**Exercise prompt:** Duplicate the listing below line for line, keeping every character the same.

* Begin The input *

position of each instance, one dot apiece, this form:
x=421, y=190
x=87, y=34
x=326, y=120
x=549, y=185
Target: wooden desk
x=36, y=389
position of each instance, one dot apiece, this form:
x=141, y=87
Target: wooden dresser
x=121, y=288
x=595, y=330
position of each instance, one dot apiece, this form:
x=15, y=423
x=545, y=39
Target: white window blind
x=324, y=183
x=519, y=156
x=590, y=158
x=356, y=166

* End The input *

**Answer for the task:**
position of each instance, one dot apiece, this form:
x=421, y=190
x=87, y=34
x=326, y=120
x=549, y=185
Target: wooden desk
x=36, y=389
position of each instance, one dot apiece, this form:
x=141, y=87
Target: wooden dresser
x=121, y=288
x=595, y=330
position of each instance, one dot apiece, this form:
x=15, y=423
x=545, y=39
Target: white window blind
x=324, y=183
x=519, y=156
x=590, y=158
x=356, y=166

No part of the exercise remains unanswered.